▸ Exercise directions: Please print every line of the data below exactly as it appears, without changing anything.

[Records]

□ □ □ □ □ □ □

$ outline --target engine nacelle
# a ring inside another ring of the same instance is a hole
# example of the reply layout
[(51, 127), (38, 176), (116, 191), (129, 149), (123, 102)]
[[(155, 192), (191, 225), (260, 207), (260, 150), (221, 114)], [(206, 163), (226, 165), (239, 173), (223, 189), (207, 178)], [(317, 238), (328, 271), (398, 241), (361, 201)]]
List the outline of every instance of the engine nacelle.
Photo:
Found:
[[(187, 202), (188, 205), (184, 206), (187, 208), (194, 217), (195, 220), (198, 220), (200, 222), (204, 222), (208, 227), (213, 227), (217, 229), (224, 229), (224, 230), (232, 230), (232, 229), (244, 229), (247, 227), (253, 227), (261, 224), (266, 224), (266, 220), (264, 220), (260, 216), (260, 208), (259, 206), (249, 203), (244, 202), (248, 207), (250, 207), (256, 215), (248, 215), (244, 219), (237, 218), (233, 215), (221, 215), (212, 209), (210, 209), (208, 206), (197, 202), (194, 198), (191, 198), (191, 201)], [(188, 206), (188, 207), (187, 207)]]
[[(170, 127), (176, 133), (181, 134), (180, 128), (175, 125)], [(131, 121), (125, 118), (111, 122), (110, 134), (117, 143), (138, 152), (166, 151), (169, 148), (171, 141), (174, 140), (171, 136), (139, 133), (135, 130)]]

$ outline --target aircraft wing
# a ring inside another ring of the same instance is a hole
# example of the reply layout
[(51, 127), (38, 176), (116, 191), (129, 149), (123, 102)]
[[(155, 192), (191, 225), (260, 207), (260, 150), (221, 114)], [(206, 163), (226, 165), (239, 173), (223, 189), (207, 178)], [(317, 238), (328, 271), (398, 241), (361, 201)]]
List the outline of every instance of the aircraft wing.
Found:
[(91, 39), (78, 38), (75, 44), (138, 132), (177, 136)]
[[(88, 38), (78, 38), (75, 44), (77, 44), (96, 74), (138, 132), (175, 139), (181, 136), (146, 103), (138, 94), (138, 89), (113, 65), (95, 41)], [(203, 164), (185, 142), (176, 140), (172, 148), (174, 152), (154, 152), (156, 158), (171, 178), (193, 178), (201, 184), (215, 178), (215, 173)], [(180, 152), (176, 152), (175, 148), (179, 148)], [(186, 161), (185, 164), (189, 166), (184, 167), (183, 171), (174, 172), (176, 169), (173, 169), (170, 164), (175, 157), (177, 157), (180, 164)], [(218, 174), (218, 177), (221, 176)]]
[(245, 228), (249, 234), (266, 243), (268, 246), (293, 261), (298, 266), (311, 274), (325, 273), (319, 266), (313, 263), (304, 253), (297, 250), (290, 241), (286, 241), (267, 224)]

□ □ □ □ □ □ □

▸ Finished task:
$ outline --target engine nacelle
# a ring inside another ring of the same instance is a hole
# example of the reply layout
[(51, 127), (38, 176), (116, 191), (129, 149), (123, 102)]
[[(155, 192), (191, 225), (260, 207), (260, 150), (221, 114)], [(206, 163), (226, 165), (239, 173), (223, 189), (207, 178)], [(317, 238), (328, 271), (398, 241), (361, 201)]]
List the outline of every instance of the engine nacelle.
Photo:
Found:
[[(187, 202), (188, 205), (184, 206), (187, 208), (194, 217), (195, 220), (198, 220), (200, 222), (204, 222), (208, 227), (213, 227), (217, 229), (224, 229), (224, 230), (232, 230), (232, 229), (244, 229), (247, 227), (253, 227), (261, 224), (266, 224), (266, 220), (264, 220), (260, 216), (260, 208), (259, 206), (249, 203), (244, 202), (248, 207), (250, 207), (256, 215), (248, 215), (244, 219), (237, 218), (233, 215), (221, 215), (212, 209), (210, 209), (208, 206), (197, 202), (194, 198), (191, 198), (191, 201)], [(188, 206), (188, 207), (187, 207)]]
[[(170, 127), (176, 133), (181, 134), (180, 128), (175, 125)], [(131, 121), (125, 118), (111, 122), (110, 134), (117, 143), (138, 152), (166, 151), (169, 148), (171, 141), (174, 140), (171, 136), (139, 133), (135, 130)]]

$ outline --target aircraft wing
# a ring inside another ring of the same instance is a hole
# example of the reply layout
[(51, 127), (38, 176), (116, 191), (129, 149), (123, 102)]
[[(155, 192), (191, 225), (260, 207), (260, 150), (221, 114)], [(206, 163), (226, 165), (239, 173), (223, 189), (207, 178)], [(317, 238), (328, 271), (398, 241), (361, 201)]]
List the outline of every instance of the aircraft wing.
Found:
[(91, 39), (78, 38), (75, 44), (138, 132), (177, 136)]
[[(88, 38), (78, 38), (75, 44), (77, 44), (96, 74), (138, 132), (175, 139), (181, 136), (146, 103), (138, 94), (138, 89), (113, 65), (95, 41)], [(203, 164), (185, 142), (176, 140), (172, 148), (174, 152), (154, 152), (156, 158), (171, 178), (193, 178), (201, 184), (215, 178), (215, 173)], [(180, 152), (176, 152), (175, 148), (179, 148)], [(186, 161), (185, 164), (189, 166), (184, 167), (183, 171), (174, 172), (176, 169), (173, 169), (170, 164), (175, 157), (177, 157), (180, 164)], [(218, 174), (218, 177), (221, 176)]]
[(245, 228), (249, 234), (266, 243), (268, 246), (293, 261), (298, 266), (311, 274), (325, 273), (319, 266), (313, 263), (304, 253), (297, 250), (290, 241), (286, 241), (267, 224)]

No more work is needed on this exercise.